[Dataset entries]
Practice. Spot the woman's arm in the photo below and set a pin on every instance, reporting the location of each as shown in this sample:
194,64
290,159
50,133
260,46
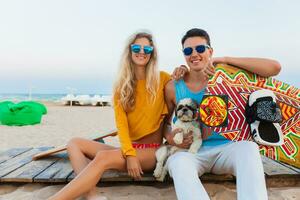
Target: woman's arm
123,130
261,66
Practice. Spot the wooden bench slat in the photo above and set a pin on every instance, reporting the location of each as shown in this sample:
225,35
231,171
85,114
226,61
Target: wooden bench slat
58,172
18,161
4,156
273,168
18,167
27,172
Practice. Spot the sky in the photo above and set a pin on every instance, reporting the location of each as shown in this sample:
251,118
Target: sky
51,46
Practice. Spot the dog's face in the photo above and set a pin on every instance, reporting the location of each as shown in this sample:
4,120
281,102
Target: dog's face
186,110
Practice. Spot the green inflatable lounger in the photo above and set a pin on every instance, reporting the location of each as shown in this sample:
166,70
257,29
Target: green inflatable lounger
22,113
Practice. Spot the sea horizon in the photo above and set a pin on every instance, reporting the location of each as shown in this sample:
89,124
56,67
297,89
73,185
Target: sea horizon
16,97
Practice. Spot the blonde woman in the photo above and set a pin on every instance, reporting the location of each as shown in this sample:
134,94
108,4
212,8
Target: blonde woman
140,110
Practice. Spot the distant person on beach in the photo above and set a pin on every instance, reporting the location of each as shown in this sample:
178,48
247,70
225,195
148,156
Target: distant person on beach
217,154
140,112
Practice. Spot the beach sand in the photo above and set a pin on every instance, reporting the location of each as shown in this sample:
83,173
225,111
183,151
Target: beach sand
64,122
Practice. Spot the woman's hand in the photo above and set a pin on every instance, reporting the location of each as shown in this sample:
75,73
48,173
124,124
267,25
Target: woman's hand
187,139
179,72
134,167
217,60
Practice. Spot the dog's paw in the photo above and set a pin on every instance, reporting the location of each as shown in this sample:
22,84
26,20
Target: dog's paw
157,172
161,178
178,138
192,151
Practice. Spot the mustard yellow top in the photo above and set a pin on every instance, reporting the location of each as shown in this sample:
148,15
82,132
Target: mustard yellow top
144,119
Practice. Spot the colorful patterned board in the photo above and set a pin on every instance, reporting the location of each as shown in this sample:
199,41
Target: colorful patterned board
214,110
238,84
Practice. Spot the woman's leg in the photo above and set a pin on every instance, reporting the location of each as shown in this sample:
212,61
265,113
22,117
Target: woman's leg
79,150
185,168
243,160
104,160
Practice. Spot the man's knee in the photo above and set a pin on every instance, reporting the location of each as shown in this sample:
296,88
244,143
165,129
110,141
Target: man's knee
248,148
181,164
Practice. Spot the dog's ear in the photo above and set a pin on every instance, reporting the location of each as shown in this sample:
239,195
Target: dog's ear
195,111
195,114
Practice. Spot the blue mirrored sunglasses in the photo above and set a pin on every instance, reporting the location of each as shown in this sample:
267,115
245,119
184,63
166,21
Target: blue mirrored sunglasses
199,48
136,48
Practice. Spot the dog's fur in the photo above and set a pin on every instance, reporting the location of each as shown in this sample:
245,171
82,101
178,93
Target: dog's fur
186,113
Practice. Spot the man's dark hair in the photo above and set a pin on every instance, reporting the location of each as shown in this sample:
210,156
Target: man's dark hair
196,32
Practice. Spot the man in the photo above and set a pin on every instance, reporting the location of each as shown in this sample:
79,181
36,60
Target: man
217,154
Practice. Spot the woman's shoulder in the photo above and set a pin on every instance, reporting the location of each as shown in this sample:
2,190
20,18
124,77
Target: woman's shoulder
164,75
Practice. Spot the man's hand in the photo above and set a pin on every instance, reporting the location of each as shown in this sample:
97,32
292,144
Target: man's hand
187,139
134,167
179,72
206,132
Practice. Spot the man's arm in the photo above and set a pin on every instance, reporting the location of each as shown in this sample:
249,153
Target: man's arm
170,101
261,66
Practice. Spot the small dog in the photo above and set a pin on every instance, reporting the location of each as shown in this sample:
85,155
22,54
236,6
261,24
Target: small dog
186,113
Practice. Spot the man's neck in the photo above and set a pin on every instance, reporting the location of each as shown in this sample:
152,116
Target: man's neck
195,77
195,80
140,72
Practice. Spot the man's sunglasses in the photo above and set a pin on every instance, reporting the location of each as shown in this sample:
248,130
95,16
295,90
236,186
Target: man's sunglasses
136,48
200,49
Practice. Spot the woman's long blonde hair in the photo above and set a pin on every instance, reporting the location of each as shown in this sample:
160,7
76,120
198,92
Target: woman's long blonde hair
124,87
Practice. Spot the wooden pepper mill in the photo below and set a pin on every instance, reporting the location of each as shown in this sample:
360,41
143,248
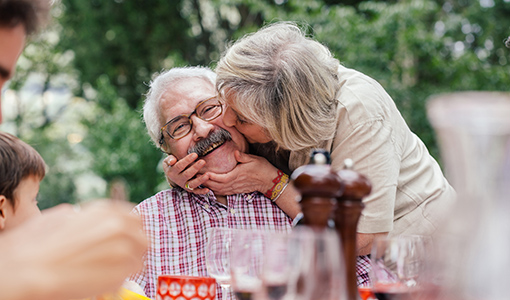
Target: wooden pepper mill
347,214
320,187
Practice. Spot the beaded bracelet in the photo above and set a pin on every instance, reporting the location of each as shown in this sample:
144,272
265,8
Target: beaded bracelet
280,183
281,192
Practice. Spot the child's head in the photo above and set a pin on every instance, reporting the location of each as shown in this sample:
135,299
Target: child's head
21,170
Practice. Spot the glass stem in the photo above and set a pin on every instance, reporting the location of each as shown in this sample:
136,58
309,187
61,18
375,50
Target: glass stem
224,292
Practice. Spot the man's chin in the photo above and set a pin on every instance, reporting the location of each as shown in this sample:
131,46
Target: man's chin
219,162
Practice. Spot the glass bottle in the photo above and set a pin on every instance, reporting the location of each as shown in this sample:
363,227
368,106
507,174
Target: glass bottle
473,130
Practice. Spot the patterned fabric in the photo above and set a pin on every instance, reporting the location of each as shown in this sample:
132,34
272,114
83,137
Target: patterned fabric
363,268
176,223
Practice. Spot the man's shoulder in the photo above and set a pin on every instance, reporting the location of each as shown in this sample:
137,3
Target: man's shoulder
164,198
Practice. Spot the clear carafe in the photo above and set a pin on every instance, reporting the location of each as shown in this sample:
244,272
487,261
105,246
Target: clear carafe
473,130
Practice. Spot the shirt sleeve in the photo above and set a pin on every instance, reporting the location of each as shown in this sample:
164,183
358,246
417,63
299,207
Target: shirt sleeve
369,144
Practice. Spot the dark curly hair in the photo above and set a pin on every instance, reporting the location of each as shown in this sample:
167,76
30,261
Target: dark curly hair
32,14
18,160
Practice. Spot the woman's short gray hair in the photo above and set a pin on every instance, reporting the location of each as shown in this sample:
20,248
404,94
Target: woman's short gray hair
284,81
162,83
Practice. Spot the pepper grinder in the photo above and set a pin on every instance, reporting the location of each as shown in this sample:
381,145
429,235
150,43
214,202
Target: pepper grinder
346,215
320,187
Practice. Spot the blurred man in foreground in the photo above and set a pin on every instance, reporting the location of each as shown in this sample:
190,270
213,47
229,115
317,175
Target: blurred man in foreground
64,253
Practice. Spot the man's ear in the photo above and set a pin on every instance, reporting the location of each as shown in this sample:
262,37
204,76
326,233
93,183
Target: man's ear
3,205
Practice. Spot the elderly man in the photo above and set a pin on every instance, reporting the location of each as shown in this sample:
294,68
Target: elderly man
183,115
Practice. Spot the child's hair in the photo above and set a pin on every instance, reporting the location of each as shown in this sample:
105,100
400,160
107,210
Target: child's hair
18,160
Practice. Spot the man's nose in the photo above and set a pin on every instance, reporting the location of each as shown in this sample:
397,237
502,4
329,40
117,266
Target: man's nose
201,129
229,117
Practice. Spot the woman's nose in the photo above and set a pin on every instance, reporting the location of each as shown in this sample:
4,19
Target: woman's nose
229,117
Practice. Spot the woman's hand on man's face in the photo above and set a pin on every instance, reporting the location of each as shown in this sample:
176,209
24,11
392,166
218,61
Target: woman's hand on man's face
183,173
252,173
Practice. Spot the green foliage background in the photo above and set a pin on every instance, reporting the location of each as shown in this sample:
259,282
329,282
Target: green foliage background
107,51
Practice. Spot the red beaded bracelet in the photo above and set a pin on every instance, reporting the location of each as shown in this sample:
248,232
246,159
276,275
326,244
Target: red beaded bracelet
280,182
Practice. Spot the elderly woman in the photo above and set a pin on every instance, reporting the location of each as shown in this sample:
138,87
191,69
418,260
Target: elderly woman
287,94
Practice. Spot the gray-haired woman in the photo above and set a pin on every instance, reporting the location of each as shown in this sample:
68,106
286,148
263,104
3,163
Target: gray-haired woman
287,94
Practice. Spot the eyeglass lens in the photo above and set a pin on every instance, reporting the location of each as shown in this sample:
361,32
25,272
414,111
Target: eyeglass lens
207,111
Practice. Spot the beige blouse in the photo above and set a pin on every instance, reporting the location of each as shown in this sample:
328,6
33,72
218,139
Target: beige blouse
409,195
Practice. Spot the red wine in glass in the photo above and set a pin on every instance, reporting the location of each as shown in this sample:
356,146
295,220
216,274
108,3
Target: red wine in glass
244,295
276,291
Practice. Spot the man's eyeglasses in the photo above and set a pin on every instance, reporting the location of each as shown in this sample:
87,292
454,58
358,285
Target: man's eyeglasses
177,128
* * *
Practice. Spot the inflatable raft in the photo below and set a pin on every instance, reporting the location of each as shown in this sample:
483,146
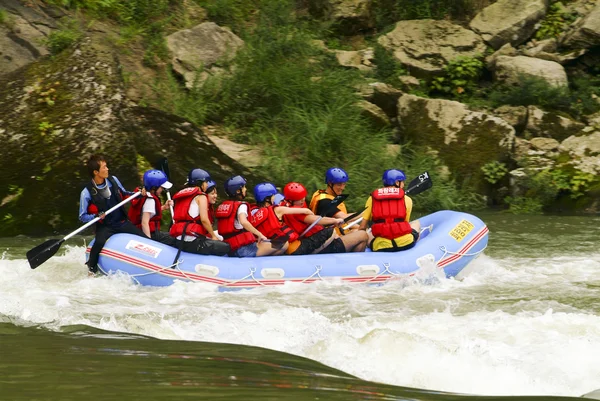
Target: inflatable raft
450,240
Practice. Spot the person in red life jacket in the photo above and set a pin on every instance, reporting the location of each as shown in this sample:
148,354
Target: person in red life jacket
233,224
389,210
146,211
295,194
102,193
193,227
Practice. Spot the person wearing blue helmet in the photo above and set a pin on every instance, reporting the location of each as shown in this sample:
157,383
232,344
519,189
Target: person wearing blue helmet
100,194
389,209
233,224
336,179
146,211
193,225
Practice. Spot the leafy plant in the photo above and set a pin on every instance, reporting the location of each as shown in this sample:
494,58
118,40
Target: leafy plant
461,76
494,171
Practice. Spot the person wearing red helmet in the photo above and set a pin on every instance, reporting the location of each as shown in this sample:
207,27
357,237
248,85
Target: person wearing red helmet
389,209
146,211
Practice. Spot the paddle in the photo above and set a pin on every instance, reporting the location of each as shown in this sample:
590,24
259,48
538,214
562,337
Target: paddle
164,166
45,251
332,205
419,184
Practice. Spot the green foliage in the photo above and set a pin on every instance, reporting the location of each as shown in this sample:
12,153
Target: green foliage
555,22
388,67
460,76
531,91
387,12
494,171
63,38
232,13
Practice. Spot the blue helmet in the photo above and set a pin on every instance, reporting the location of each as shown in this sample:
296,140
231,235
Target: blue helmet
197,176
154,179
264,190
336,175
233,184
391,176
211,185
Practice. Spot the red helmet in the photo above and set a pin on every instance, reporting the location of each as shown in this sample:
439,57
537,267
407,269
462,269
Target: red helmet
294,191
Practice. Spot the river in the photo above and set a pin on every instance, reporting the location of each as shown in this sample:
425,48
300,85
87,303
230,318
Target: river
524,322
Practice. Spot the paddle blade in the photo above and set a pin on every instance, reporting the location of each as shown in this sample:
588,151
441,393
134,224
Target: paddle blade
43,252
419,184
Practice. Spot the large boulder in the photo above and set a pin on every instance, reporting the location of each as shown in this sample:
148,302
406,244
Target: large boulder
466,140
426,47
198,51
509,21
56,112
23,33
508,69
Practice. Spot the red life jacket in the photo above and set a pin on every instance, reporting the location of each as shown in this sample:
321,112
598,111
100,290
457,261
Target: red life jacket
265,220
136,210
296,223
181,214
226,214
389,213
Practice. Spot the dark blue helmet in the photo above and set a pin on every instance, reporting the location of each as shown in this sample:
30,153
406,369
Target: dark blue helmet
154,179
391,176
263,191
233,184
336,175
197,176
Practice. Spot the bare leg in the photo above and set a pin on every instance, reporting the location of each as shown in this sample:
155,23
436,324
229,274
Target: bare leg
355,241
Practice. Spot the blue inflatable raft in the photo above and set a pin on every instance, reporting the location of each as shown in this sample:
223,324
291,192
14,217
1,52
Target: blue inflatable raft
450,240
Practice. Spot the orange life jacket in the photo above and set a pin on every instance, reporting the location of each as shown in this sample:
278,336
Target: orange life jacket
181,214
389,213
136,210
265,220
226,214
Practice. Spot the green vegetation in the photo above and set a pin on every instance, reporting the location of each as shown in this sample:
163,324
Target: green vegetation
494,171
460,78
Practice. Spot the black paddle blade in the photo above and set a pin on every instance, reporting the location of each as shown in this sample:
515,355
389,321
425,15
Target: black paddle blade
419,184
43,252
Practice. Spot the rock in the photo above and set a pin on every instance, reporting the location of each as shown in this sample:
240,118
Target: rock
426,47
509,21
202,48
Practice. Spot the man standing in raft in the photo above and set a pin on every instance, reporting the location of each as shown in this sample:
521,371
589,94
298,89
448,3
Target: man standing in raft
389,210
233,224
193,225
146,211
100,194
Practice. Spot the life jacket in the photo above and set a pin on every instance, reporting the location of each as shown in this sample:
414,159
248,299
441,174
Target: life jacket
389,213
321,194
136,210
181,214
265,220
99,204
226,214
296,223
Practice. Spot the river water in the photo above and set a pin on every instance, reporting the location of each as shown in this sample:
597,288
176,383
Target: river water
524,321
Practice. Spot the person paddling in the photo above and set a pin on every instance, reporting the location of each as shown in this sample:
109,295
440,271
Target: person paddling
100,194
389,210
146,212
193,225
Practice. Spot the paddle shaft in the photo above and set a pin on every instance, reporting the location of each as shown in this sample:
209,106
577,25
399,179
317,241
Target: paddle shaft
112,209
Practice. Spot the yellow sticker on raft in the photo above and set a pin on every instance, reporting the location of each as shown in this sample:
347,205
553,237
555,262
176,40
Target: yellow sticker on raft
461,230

◆ Work instruction ◆
Go through the records above and, whenever a line includes the word "below", copy it.

◆ Solution ◆
Practice. Spot the woman's arm in the photo below and set a pin on every instance, reporting the location of each as shown in this sample:
Practice. Spot the wooden pepper mill in the photo below and set a pin on every instance, reporting the location of each as shown in this sample:
Practice. Spot the inflatable raft in the photo below and set a pin on every instance, reporting the location of each as shown in this sample:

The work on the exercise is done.